§ WHAT TO WORK ON: Copy out every line of the data below that contains the word "light".

§ STORED ROWS:
* Start *

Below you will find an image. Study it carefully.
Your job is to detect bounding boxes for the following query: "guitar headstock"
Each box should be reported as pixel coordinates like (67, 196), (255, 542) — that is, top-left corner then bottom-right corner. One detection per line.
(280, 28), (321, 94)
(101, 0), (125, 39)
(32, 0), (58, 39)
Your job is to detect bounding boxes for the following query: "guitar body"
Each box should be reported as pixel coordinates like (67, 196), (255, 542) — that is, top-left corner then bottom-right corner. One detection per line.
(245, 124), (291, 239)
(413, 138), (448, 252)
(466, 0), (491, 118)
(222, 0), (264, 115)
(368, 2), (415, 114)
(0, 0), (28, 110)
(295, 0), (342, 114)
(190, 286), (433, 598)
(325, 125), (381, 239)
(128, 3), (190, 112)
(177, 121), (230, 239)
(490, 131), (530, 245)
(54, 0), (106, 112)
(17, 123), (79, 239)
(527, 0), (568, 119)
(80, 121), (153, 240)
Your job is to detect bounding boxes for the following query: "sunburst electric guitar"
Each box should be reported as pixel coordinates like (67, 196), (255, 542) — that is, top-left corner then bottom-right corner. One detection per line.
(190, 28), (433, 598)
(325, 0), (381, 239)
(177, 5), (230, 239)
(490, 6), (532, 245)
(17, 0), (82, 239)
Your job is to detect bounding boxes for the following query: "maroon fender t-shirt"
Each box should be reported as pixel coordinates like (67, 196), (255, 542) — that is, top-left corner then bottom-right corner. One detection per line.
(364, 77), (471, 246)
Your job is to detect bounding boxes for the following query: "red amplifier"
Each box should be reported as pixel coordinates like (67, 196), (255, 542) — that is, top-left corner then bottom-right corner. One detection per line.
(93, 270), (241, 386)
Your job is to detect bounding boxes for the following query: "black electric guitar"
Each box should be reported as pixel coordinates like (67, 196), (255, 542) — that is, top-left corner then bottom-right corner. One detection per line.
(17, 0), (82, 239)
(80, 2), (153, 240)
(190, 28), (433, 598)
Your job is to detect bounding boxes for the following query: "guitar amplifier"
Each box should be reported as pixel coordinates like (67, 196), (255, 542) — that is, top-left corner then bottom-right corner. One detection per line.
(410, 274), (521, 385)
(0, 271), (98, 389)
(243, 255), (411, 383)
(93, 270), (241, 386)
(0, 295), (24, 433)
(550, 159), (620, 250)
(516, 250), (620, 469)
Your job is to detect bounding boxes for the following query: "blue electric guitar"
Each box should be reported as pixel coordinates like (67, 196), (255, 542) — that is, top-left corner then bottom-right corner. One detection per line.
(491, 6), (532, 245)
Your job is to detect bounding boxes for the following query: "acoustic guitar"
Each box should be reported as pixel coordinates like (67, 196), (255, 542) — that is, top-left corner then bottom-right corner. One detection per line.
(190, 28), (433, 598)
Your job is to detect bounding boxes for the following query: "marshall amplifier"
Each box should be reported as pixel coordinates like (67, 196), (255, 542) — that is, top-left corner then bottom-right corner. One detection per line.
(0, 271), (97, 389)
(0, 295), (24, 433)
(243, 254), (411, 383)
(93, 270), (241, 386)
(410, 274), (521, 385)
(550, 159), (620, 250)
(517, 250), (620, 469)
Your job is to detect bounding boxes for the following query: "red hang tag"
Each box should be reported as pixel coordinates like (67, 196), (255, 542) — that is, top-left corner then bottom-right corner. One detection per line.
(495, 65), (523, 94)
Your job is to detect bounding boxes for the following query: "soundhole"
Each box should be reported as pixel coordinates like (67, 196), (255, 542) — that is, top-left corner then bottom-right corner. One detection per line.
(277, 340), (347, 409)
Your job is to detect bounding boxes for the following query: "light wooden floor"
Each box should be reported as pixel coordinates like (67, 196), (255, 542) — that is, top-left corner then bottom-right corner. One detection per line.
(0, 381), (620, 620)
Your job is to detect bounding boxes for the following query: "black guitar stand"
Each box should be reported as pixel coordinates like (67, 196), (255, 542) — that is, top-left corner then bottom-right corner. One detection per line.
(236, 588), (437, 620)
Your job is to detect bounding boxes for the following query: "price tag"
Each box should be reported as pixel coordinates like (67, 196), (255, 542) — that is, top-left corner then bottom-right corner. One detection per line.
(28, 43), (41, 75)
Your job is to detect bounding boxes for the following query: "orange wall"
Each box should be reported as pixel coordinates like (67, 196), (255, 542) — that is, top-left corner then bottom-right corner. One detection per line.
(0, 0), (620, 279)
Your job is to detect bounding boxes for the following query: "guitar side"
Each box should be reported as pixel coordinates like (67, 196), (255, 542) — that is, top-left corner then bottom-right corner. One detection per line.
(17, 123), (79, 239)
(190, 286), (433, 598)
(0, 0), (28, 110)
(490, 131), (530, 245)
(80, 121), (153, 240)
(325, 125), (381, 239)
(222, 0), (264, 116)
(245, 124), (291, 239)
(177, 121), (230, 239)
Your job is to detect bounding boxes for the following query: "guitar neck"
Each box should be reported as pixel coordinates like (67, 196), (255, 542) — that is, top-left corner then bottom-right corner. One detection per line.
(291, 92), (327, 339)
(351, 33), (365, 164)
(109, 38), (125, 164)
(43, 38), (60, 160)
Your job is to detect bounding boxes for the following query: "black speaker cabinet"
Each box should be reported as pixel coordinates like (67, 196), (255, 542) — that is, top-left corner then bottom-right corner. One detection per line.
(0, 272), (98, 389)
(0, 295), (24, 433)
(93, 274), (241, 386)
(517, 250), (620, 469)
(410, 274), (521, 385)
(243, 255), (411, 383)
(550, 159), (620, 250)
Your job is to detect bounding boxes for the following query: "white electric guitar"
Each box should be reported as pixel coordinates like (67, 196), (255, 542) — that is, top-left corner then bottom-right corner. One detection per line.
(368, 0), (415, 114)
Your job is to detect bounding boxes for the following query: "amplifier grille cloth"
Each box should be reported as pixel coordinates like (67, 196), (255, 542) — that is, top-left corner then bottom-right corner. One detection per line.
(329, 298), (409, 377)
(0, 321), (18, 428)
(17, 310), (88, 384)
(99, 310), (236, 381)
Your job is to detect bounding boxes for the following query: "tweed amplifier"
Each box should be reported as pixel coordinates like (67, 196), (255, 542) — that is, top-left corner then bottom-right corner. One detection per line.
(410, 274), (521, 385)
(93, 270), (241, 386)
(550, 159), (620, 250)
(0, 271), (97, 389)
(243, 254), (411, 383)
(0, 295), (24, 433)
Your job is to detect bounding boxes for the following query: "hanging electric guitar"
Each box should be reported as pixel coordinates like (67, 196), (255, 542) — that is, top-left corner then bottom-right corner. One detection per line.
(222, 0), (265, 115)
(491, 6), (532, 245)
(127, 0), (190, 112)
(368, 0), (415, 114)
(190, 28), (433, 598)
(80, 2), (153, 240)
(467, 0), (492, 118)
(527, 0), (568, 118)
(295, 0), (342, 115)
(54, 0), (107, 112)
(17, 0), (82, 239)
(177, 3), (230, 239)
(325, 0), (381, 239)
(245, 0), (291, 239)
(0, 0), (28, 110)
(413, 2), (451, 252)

* End *
* Start *

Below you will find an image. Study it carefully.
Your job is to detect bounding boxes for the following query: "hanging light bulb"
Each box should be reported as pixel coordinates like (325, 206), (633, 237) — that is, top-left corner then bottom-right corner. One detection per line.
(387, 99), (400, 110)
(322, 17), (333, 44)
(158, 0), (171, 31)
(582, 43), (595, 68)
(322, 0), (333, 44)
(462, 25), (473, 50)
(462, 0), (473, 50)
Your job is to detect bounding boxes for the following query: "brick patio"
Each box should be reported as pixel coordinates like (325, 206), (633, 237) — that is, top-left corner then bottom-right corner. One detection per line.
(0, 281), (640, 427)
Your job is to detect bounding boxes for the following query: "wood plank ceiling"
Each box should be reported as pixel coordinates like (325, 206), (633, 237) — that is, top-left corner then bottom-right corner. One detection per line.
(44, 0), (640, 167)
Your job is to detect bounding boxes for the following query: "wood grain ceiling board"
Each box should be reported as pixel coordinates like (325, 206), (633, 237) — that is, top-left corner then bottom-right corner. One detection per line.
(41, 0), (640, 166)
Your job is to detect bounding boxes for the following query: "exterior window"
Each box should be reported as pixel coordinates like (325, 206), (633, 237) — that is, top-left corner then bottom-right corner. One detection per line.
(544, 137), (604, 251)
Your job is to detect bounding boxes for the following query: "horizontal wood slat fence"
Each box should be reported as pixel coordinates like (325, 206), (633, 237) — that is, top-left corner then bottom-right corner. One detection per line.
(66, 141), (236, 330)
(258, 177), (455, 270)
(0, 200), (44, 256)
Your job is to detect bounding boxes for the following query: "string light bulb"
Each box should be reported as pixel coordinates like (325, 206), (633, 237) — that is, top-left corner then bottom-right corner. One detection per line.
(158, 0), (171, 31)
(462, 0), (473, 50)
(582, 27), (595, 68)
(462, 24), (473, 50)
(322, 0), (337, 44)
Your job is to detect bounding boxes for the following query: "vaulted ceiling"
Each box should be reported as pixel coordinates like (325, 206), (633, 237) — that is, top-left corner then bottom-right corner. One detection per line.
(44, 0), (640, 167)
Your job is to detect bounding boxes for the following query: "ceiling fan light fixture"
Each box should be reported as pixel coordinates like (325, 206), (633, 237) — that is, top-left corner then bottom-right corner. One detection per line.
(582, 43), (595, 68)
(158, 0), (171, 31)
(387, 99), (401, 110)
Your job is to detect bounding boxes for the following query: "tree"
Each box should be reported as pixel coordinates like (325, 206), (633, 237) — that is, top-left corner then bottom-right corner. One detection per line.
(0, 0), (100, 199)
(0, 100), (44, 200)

* End *

§ FULL RESPONSE:
Your job is to detect bounding boxes for the following query: "light wooden floor"
Your job is to detect bounding boxes for the following query: "hanging light bulb"
Your job is to detect bounding boxes for the following query: "string light bulb"
Your job is to detect bounding boxes for the following query: "ceiling fan light fixture"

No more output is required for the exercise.